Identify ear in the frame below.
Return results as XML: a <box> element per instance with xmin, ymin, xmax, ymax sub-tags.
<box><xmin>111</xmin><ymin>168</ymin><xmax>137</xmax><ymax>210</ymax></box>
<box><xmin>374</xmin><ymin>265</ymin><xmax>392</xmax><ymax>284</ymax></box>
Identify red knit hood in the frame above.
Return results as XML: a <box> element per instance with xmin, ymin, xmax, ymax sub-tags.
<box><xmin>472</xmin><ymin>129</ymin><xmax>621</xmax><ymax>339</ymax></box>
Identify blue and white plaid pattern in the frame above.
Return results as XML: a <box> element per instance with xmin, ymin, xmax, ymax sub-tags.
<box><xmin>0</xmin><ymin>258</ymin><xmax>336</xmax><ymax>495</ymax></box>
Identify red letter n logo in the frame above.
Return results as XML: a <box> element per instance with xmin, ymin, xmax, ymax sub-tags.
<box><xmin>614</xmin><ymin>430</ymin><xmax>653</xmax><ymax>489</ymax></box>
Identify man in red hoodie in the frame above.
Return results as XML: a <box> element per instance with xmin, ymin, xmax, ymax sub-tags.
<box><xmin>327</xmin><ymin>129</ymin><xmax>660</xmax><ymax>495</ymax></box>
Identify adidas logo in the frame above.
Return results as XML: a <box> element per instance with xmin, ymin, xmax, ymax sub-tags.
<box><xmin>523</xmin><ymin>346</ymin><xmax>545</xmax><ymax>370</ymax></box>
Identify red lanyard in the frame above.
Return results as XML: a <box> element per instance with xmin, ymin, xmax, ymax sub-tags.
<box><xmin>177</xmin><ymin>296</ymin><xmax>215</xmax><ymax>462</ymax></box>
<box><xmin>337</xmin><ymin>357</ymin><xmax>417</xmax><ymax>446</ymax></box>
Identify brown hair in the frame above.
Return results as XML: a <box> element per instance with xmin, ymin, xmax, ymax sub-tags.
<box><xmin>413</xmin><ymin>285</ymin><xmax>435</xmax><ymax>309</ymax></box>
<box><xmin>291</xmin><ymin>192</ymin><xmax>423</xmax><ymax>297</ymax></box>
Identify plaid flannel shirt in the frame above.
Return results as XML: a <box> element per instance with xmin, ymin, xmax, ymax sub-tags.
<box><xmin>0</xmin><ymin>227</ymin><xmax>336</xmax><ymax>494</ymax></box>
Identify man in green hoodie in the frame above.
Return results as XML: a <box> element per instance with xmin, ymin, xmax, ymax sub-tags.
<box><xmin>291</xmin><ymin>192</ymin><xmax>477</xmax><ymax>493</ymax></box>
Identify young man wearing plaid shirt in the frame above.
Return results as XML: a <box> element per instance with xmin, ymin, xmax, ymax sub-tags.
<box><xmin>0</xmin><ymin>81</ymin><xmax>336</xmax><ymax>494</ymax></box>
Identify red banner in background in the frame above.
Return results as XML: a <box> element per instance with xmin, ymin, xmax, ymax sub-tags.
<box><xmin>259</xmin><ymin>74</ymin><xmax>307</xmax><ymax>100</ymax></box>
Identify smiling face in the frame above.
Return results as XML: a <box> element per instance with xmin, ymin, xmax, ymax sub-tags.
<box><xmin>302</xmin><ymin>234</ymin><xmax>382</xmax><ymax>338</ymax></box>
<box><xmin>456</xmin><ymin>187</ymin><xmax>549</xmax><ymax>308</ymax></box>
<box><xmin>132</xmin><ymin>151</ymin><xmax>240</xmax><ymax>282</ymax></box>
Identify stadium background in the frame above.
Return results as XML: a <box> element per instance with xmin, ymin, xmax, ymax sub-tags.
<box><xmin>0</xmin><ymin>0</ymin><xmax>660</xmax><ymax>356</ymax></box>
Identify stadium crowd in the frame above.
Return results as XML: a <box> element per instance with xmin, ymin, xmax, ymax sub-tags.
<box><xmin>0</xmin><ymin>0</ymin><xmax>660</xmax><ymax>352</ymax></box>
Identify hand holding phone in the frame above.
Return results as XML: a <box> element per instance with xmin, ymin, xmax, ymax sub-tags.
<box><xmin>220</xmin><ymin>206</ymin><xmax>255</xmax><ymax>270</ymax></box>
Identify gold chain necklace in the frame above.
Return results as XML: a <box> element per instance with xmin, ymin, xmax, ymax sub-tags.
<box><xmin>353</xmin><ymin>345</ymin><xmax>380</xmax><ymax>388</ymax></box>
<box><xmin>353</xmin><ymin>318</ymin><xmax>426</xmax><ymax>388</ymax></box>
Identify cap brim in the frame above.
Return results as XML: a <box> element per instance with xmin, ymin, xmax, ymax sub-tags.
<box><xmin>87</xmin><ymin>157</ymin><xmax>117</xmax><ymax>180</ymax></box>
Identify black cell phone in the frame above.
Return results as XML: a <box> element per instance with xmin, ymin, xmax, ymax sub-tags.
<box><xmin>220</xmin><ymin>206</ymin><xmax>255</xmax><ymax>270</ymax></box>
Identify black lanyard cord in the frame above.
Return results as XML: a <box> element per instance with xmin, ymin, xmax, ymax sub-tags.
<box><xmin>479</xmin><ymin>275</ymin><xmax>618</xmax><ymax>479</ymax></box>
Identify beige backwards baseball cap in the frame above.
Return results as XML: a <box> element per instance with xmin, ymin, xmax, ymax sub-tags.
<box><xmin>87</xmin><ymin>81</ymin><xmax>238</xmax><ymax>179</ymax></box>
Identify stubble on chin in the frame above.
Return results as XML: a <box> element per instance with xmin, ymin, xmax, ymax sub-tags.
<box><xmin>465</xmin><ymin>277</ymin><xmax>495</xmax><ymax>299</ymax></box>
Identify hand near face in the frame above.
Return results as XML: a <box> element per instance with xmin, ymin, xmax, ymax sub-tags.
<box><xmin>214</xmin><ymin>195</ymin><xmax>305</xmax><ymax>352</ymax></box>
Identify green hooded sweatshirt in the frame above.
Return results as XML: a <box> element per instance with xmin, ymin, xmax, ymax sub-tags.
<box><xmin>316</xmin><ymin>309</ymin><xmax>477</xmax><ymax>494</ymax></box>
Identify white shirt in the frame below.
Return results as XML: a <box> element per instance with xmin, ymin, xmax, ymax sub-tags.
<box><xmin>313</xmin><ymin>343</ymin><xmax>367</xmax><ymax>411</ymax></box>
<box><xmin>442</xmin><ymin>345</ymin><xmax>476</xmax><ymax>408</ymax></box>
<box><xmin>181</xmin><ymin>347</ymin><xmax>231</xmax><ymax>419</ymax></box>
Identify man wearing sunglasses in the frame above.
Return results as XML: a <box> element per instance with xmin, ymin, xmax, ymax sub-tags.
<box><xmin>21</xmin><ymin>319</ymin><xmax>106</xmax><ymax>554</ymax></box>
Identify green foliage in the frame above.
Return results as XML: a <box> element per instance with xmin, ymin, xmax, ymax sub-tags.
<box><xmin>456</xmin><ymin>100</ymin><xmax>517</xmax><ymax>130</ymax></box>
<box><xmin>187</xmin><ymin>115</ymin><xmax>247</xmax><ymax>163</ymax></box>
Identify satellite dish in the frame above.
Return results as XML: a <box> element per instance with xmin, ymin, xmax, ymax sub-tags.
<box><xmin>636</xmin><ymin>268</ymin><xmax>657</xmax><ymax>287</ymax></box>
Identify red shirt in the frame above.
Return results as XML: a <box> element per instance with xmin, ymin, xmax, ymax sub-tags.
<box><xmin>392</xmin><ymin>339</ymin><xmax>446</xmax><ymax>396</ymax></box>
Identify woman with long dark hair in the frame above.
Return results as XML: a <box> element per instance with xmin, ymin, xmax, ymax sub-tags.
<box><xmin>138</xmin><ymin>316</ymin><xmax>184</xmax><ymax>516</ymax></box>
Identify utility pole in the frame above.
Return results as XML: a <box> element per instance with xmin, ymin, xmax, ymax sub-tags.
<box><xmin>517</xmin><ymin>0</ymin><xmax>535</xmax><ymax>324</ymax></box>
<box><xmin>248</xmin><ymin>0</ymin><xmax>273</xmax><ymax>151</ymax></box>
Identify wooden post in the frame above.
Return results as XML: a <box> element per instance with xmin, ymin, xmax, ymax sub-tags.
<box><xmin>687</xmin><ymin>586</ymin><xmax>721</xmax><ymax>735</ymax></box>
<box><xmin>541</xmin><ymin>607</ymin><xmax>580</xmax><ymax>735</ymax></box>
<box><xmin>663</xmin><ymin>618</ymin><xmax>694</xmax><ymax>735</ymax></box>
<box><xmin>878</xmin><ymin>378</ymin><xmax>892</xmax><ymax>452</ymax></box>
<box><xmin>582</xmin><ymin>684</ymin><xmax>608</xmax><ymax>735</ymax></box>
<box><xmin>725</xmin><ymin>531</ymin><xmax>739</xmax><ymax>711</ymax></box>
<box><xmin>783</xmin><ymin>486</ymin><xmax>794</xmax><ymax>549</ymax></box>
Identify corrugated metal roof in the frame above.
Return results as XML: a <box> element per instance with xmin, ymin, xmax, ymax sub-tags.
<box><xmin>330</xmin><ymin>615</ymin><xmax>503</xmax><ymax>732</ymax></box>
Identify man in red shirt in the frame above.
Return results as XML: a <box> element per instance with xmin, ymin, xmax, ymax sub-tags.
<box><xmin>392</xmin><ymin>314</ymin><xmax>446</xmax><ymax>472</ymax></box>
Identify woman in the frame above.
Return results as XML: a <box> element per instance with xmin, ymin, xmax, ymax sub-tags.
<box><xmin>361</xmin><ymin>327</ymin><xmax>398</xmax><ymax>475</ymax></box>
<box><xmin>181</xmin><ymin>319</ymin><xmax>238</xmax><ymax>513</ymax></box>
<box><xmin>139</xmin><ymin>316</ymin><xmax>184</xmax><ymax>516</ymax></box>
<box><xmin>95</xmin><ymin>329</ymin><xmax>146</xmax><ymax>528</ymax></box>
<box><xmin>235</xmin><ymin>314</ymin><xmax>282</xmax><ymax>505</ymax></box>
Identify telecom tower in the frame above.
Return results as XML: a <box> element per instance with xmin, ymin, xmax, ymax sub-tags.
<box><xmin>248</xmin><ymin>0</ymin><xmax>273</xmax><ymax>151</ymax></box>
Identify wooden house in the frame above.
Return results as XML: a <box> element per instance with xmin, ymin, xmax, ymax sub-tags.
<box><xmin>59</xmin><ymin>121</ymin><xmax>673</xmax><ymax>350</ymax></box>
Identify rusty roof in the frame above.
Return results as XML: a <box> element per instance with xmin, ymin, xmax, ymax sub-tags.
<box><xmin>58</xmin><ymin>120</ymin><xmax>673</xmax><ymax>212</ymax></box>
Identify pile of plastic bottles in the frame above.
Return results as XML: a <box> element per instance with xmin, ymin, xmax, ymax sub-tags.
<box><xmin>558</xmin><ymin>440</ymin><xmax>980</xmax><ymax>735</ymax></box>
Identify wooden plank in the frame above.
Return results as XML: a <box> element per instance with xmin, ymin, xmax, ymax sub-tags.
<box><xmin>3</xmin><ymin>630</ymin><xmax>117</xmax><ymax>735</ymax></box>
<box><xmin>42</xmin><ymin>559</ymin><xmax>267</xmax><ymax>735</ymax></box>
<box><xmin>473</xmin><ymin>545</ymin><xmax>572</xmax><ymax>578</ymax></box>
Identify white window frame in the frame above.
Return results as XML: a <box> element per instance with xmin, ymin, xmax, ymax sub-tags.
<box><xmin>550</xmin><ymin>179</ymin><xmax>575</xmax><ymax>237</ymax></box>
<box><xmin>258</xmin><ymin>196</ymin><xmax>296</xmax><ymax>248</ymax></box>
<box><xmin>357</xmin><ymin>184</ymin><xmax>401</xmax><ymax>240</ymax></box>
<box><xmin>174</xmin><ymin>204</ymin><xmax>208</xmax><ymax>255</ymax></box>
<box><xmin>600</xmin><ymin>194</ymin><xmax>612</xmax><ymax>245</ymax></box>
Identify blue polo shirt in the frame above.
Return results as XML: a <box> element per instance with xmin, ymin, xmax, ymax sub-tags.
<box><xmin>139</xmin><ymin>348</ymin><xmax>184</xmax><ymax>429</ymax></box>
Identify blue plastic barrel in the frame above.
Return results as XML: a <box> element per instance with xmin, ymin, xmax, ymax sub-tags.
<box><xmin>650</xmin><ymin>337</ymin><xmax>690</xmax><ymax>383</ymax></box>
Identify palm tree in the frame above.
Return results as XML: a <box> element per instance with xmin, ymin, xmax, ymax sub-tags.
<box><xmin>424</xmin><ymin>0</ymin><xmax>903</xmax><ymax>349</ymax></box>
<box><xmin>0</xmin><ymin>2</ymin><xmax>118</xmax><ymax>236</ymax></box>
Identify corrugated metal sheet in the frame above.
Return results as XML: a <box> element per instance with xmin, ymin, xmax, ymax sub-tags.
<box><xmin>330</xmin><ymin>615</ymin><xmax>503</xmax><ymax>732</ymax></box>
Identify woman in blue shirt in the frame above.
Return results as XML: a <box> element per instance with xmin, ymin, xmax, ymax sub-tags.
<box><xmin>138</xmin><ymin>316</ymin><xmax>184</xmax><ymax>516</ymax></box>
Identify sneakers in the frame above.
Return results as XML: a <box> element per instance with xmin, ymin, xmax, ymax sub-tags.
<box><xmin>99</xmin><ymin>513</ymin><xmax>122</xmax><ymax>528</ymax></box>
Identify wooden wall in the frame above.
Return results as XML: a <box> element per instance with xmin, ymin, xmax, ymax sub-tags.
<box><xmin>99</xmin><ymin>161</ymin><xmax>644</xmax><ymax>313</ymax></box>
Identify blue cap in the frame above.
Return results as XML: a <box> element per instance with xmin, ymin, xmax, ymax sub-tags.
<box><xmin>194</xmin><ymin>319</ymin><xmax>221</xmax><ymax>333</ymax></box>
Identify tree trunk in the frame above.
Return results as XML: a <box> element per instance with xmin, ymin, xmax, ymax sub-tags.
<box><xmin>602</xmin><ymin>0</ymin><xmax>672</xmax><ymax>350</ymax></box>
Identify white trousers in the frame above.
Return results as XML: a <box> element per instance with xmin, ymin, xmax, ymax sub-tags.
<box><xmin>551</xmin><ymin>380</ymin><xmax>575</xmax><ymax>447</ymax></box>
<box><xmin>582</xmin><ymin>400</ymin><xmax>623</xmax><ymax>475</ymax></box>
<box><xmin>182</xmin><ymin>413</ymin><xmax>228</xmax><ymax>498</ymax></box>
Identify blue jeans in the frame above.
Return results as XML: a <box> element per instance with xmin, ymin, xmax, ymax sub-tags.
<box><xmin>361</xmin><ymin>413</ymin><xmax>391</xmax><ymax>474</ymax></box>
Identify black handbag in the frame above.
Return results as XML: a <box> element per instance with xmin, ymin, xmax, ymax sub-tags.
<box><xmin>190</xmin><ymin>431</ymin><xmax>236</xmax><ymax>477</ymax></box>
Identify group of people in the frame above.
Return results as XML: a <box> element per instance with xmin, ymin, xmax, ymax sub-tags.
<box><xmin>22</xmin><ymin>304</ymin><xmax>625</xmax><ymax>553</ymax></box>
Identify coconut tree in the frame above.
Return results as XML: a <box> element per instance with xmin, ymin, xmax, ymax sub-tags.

· · · · ·

> _Direction_
Copy only the stretch running from the line containing "Identify sneakers in the frame above." to the final line of the entries, both ends included, exactly as it stands.

> _Task result_
Identify sneakers in the frame above.
Return results as XML: a <box> element per instance with xmin, ymin, xmax, ymax sub-tags.
<box><xmin>99</xmin><ymin>513</ymin><xmax>122</xmax><ymax>528</ymax></box>
Identify wooden wall in the frame above.
Return results as XML: a <box> element per instance with xmin, ymin, xmax, ymax sub-tags.
<box><xmin>99</xmin><ymin>161</ymin><xmax>644</xmax><ymax>313</ymax></box>
Identify blue cap in the frame above.
Return results as XML: a <box> element per instance with xmin, ymin, xmax, ymax sub-tags.
<box><xmin>194</xmin><ymin>319</ymin><xmax>221</xmax><ymax>333</ymax></box>
Identify tree trunk in the frame above.
Return results as XML: a <box> element per instance with xmin, ymin, xmax, ymax sub-tags.
<box><xmin>602</xmin><ymin>0</ymin><xmax>672</xmax><ymax>350</ymax></box>
Identify white trousers in the frame above.
Return results as XML: a <box> element per instance with xmin, ymin, xmax, ymax sub-tags.
<box><xmin>551</xmin><ymin>380</ymin><xmax>575</xmax><ymax>447</ymax></box>
<box><xmin>582</xmin><ymin>400</ymin><xmax>623</xmax><ymax>475</ymax></box>
<box><xmin>182</xmin><ymin>413</ymin><xmax>228</xmax><ymax>498</ymax></box>
Identify blue jeans in the frame above.
Return results as XML: a <box> element per instance with xmin, ymin, xmax, ymax sub-tags.
<box><xmin>361</xmin><ymin>413</ymin><xmax>391</xmax><ymax>474</ymax></box>
Identify black handbag in the frame above.
Return results as XML: a <box> element per instance with xmin, ymin, xmax, ymax sub-tags.
<box><xmin>190</xmin><ymin>431</ymin><xmax>236</xmax><ymax>477</ymax></box>
Identify group of people in the frame above.
Return results as XML: a <box> element per instance with xmin, ymin, xmax, ymax sub-tags.
<box><xmin>22</xmin><ymin>304</ymin><xmax>625</xmax><ymax>553</ymax></box>
Identify coconut tree in the frame above.
Return results as XML: a <box> element per instance with xmin, ymin, xmax, ymax sub-tags.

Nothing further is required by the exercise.